→ Your task: Reproduce every line of the records below as a numbered list, leaving out blank lines and the pictures.

(Entries from a set of point annotations)
******
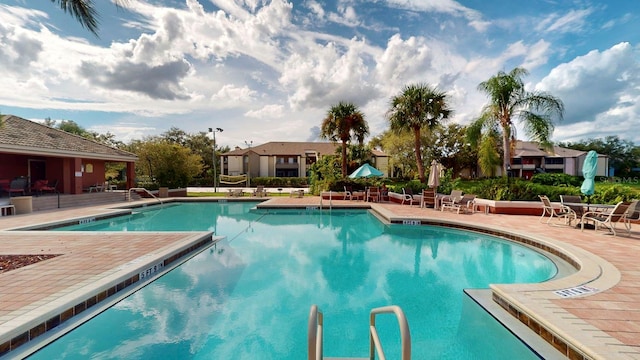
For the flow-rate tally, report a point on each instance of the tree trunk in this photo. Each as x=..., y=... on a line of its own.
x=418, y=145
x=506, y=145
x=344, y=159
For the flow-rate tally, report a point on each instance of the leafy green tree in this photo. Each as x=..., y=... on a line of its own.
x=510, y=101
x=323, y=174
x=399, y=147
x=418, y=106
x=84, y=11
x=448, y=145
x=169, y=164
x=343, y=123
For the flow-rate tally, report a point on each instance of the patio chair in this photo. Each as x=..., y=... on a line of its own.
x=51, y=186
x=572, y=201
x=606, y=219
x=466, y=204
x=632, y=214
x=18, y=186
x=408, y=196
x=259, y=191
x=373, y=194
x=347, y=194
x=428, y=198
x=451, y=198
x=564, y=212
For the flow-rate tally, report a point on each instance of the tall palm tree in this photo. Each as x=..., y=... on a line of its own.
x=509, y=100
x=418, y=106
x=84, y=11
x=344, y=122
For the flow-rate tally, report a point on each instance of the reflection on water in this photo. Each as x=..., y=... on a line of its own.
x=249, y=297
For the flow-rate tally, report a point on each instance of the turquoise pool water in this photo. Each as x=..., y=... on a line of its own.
******
→ Exercise response:
1. For the flow-rate tally, report a point on each instance of the tree trunk in this photo. Each as x=..., y=... on a line of its own.
2. x=418, y=145
3. x=506, y=145
4. x=344, y=159
5. For the flow-rate tally, report a point on each instance of the leafy green tree in this photo. Each as x=..., y=... on a line of its own.
6. x=510, y=101
7. x=323, y=174
8. x=399, y=147
9. x=418, y=106
10. x=84, y=11
11. x=448, y=145
12. x=169, y=164
13. x=343, y=123
14. For the flow-rate tally, report a point on each instance of the patio chair in this photo. Each as x=..., y=... on a line of its own.
15. x=51, y=186
16. x=572, y=201
17. x=606, y=219
18. x=466, y=204
19. x=632, y=214
20. x=18, y=186
21. x=408, y=196
22. x=259, y=191
23. x=373, y=194
24. x=347, y=194
25. x=428, y=198
26. x=451, y=198
27. x=564, y=212
28. For the flow-rate tally, report a point on each instance of the tall palm tree in this photo. Each as x=..., y=... on a line of its own.
29. x=509, y=100
30. x=418, y=106
31. x=84, y=11
32. x=344, y=122
33. For the flow-rate tally, report a point on each instance of the reflection on water in this photo. Each as x=..., y=... on a line of its own.
34. x=249, y=297
35. For the flow-rate tally, report a point on each instance of the turquoise pool water in this photo. Each as x=..., y=... on a line of its own.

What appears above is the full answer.